Stated goal 1:
Pull out every line of the records below that contains the string "orchid", matching case exactly.
Stated goal 2:
Pick up the account of the visit to the Bradford college and continue it from its last sentence.

Start of Passage to read

This week I trekked to Bradford to the Grange College to meet a group of fourteen and fifteen year old pupils.
A few months back I had been involved in a documentary called What Muslims Want. It was based on a National Opinion Poll survey of British Muslims in the aftermath of the 7/7 London bombings.
Ten teenagers had written to me after the programme disagreeing with some of the findings. So, I had promised I would come up and talk with them.
There are few direct trains from London. You change from the Intercity Express in Leeds onto a rickety cake tin of a train that rattles the twenty minutes up to Bradford.
My muslim cabbie, talked of how Bradford had, if anything, become more rather than less cut-off from elsewhere. He talked of how easily British Pakistanis in particular could move into the city suburbs without notice. So little taxi work is there that he came back again an hour and a half later to pick me up.
The college buildings are recent systems built. The staff at reception are white as are the head teacher and many of the class teachers. Suddenly I found myself sitting amid an informal horseshoe of exclusively muslim pupils. Many of the boys shaved; the majority of the young women wore hejabs or other head coverings, a few simply allowed their long black hair to tumble freely over their shoulders.
The ice was broken with a dysfunctional round of Family Fortunes: there was much mirth and my ignorance of the rules.
More than anything they complained that I had represented them as living more separate, more religious, more radical lives than their parents. Yet when we debated it, even they began to accept this was indeed the case. Despite white estates on three sides of the College, ninety five per cent of the in take is asian, the majority of that muslim.

End of Passage to read
Start of Records to process

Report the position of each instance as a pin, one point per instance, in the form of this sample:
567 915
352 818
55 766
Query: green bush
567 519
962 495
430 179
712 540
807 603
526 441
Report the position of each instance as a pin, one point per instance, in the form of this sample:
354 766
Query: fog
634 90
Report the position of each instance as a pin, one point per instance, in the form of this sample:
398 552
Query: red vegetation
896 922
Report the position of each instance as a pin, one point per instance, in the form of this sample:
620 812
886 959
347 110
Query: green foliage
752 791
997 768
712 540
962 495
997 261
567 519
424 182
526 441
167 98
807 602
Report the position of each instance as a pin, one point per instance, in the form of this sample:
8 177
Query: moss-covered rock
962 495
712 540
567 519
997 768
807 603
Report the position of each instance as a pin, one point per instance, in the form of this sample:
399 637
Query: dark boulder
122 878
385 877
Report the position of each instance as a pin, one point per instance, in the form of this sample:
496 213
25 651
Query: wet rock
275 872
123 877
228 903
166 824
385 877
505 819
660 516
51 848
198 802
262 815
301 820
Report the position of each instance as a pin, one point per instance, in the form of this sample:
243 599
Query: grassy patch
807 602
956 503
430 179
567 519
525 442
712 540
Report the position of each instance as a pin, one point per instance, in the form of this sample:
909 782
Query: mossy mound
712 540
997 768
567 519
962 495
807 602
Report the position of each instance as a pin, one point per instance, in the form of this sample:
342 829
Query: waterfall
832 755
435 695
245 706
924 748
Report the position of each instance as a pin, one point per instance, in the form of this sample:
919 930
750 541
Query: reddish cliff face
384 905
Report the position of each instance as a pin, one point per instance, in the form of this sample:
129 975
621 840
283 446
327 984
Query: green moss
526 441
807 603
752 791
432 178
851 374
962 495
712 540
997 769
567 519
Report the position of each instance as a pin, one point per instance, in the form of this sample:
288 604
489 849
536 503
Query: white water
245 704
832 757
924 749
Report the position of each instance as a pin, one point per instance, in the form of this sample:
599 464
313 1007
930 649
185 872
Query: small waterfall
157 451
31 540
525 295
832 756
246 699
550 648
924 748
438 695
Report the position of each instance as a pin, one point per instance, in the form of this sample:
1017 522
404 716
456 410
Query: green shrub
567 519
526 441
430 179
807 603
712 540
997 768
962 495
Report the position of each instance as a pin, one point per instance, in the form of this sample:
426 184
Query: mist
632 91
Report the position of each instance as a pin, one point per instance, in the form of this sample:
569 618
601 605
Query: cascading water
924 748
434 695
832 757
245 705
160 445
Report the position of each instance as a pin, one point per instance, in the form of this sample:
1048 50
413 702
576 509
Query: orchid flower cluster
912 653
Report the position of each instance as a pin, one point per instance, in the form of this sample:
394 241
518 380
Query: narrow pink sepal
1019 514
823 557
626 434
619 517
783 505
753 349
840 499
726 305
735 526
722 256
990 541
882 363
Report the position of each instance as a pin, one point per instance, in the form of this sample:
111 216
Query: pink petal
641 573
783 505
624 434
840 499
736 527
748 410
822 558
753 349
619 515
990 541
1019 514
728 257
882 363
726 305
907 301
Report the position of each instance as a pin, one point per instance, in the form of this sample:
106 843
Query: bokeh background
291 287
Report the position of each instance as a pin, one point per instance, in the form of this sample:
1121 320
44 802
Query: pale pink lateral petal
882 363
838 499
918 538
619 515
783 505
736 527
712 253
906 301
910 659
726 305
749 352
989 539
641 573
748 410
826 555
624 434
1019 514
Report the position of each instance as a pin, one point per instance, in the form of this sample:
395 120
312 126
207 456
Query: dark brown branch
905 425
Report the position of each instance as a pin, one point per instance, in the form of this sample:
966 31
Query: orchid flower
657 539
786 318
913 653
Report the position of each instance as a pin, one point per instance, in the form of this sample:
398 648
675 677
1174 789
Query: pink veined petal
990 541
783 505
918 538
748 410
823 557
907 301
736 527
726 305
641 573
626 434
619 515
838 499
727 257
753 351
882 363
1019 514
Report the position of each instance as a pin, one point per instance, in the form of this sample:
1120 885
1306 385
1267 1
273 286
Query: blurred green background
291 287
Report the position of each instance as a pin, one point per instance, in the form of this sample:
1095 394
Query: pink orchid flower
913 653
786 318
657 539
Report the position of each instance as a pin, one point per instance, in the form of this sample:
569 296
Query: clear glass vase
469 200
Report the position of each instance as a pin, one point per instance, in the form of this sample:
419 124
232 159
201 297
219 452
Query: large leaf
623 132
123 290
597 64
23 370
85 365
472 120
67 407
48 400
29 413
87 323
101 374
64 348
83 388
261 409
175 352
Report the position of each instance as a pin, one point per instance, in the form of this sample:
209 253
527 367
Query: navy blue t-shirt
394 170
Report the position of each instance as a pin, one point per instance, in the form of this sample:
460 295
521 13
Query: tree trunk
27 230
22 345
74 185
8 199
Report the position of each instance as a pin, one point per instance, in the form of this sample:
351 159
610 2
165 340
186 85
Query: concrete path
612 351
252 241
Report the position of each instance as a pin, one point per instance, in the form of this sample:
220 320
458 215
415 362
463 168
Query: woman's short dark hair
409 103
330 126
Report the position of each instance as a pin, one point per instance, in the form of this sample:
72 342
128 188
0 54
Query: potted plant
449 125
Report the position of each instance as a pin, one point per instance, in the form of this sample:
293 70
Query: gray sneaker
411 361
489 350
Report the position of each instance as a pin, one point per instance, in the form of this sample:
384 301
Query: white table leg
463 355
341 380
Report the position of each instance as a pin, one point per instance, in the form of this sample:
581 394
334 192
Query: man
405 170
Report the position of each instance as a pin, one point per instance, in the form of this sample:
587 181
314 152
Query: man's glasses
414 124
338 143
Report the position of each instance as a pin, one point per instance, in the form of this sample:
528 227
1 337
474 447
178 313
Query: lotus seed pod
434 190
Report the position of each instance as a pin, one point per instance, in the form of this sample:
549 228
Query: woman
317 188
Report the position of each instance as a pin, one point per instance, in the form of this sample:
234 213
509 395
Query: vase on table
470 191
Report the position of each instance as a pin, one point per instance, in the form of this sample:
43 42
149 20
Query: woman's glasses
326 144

End of Records to process

Task result 1:
Query: orchid flower cluster
Query: orchid flower
Query: pink orchid flower

Task result 2:
From a taut and uneasy beginning the session relaxed - we talked of many issues they found hard to raise in normal class. I was surprised to find how little they knew about Kashmir, a dispute normally high in muslim concerns; and how much they knew of the suffering of the muslim population in Chechnya. The women admitted to unease about the posters with bare shouldered Indian actresses on the classroom walls. The boys talked music and football.
We talked of the Ofcom ruling on Big Brother and Jades outburst against Shilpa Shetty. Without exception, they were relieved the incident had screened, 'It's what we suffer all the time', they said, 'for once we saw it happen on the telly....you know that, more than anything else, makes us retreat to our own community.'
As we drank orange juice and devoured iced buns, I felt optimistic, buoyed by their intelligence and energy. Yet the pressure to reject and divide is strong and I came away wondering how their children will be will we have addressed the racism and prejudice that gnaws at their present lives?